◆ PROBLEM DETAILS: List every abbreviation that the study abstract on coronary CT angiography below defines with its expansion, and give each expansion as the abstract states it.

BEGIN READING TEXT

OBJECTIVES: We attempted to improve the accuracy of coronary CT angiography (CCTA)-derived fractional flow reserve (FFR) (FFRCT) by expanding the coronary tree in the computational fluid dynamics (CFD) domain. An observational study was performed to evaluate the effects of extending the coronary tree analysis for FFRCT from a minimal diameter of 1.2 to 0.8 mm. METHODS:Patients who underwent CCTA and interventional FFR were enrolled retrospectively. Seventy-six patients qualified based on the inclusion criteria. The three-dimensional (3D) coronary artery tree was reconstructed to generate a finite element mesh for each subject with different lower limits of luminal diameter (1.2 mm and 0.8 mm). Outlet boundary conditions were defined according to Murray's law. The Newton-Krylov-Schwarz (NKS) method was applied to solve the governing equations of CFD to derive FFRCT. RESULTS: At the individual patient level, extending the minimal diameter of the coronary tree from 1.2 to 0.8 mm improved the sensitivity of FFRCT by 16.7% (p = 0.022). This led to the conversion of four false-negative cases into true-positive cases. The AUC value of the ROC curve increased from 0.74 to 0.83. Moreover, the NKS method can solve the computational problem of extending the coronary tree to an 0.8-mm luminal diameter in 10.5 min with 2160 processor cores. CONCLUSIONS: Extending the reconstructed coronary tree to a smaller luminal diameter can considerably improve the sensitivity of FFRCT. The NKS method can achieve favorable computational times for future clinical applications. KEY POINTS: • Extending the reconstructed coronary tree to a smaller luminal diameter can considerably improve the sensitivity of FFRCT. • The NKS method applied in our study can effectively reduce the computational time of this process for future clinical applications.

END READING TEXT
BEGIN DATA SUPPLIED

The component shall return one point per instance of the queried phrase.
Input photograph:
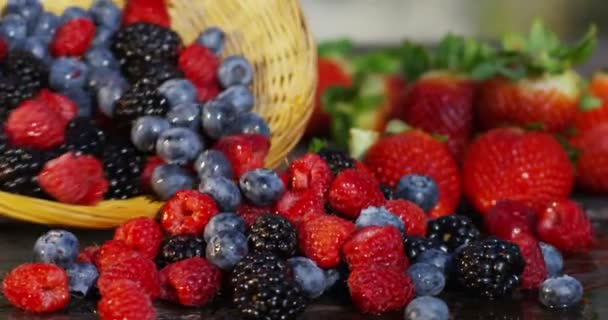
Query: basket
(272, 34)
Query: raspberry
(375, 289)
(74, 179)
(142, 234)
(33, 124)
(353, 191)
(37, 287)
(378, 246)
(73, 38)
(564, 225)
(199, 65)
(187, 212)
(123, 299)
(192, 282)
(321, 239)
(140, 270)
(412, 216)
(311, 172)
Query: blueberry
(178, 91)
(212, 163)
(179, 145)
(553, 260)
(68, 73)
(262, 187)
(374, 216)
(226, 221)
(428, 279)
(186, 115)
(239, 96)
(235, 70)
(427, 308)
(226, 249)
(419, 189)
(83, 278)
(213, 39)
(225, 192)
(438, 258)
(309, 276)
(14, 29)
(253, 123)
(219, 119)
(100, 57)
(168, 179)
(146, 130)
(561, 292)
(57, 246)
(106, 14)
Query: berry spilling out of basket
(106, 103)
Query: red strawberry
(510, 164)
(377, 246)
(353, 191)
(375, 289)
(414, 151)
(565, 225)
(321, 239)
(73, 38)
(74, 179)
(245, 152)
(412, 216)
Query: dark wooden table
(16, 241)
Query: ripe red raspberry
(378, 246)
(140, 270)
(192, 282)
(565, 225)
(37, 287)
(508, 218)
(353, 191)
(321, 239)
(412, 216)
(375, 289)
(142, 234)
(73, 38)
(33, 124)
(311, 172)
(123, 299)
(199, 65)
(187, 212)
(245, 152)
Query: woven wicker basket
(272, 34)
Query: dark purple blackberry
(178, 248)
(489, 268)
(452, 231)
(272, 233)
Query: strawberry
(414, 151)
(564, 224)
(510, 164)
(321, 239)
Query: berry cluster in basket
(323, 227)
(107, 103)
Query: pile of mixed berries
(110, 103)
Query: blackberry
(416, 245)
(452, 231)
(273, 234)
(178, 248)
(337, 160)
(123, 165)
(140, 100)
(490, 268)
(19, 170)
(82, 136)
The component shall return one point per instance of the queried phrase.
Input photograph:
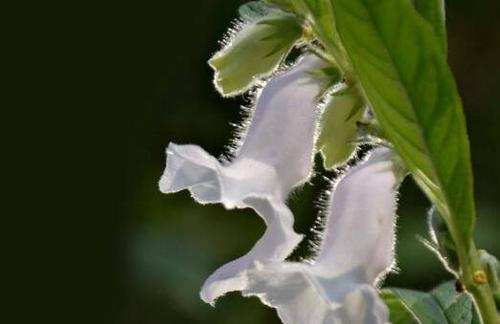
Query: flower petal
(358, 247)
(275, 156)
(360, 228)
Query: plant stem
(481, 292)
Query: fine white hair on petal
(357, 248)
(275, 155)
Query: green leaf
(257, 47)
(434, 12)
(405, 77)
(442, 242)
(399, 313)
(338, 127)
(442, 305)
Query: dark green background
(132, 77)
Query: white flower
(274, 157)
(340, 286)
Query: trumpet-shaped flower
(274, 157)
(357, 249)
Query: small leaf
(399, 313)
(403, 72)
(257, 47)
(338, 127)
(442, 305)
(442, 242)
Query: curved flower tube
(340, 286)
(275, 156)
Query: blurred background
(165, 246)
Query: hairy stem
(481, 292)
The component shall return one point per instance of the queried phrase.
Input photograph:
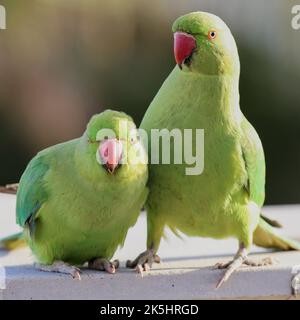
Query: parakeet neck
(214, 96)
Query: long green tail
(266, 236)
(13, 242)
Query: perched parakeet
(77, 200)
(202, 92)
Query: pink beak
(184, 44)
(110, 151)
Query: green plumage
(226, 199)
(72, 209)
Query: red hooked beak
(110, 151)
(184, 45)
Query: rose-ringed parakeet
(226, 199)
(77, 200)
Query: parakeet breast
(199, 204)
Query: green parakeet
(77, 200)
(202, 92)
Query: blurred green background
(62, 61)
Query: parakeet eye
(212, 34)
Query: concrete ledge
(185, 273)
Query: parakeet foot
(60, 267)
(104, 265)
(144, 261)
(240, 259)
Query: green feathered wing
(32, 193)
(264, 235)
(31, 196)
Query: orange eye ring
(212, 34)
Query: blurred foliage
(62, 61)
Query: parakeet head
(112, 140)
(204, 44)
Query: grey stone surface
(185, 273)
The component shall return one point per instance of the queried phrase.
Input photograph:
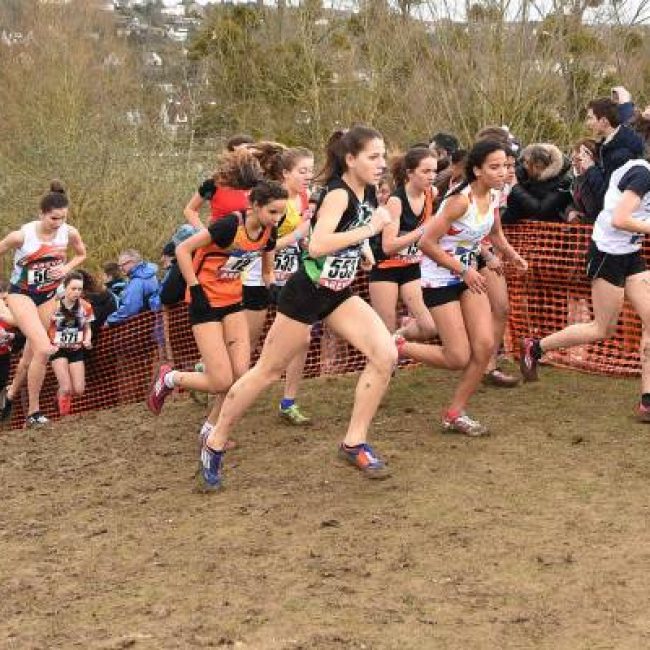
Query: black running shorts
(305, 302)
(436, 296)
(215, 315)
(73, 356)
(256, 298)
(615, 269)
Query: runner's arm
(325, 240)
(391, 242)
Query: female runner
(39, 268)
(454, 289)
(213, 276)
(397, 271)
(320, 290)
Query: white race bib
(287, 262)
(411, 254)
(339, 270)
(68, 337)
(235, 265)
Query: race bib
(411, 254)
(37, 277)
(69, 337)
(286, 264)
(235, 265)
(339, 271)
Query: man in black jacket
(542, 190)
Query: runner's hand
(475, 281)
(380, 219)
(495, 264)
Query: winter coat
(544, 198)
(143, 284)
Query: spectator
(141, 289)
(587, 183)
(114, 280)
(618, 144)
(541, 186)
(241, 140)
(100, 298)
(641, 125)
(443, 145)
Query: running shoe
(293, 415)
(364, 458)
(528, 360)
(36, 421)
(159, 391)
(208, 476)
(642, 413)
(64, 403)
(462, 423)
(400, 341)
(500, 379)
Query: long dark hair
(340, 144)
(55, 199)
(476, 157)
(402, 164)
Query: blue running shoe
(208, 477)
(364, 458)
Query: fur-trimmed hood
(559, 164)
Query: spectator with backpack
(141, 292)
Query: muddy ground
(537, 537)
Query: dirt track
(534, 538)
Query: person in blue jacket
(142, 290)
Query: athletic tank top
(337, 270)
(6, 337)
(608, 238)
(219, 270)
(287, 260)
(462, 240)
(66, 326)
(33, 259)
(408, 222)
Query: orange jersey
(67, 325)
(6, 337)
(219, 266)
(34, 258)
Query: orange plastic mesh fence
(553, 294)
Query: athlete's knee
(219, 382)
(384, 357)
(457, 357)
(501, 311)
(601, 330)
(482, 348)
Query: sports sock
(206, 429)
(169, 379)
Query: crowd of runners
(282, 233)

END DATA SUPPLIED
BEGIN DATA SUPPLIED

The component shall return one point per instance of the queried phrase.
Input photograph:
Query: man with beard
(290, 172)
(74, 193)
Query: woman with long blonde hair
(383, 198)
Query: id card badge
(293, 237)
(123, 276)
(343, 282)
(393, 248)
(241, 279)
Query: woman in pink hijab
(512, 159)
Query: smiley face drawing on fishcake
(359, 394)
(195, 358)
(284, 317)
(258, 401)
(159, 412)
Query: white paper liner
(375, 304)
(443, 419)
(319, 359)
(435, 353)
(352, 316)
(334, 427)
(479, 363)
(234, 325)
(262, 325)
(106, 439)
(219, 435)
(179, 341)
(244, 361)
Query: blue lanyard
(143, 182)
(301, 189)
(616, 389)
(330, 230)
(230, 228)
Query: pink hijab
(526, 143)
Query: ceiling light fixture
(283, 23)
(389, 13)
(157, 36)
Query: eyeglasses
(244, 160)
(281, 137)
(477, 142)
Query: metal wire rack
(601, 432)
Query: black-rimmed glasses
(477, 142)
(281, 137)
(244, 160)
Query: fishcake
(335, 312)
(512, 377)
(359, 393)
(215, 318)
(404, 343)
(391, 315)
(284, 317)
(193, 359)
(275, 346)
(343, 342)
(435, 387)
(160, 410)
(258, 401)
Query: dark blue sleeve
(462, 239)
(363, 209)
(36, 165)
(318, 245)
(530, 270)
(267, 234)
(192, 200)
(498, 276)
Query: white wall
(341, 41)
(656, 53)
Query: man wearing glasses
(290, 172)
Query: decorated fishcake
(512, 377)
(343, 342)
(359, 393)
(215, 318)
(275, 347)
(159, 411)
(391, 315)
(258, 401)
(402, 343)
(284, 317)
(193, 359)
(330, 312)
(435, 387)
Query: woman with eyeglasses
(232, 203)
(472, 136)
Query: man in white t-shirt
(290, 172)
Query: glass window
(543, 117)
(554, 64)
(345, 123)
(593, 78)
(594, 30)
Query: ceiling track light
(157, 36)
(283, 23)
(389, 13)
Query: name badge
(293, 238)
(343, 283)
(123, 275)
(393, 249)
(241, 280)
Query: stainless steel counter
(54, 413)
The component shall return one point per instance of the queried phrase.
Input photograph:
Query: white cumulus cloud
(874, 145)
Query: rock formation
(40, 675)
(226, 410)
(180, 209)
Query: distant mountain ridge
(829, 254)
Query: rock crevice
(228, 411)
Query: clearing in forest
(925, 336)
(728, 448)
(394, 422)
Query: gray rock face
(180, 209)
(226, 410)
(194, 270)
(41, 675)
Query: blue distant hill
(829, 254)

END DATA SUPPLIED

◆ RESULT FOR THIS TASK:
- CCTA: coronary CT angiography
- FFR: fractional flow reserve
- FFRCT: coronary CT angiography (CCTA)-derived fractional flow reserve (FFR)
- CFD: computational fluid dynamics
- 3D: three-dimensional
- NKS: Newton-Krylov-Schwarz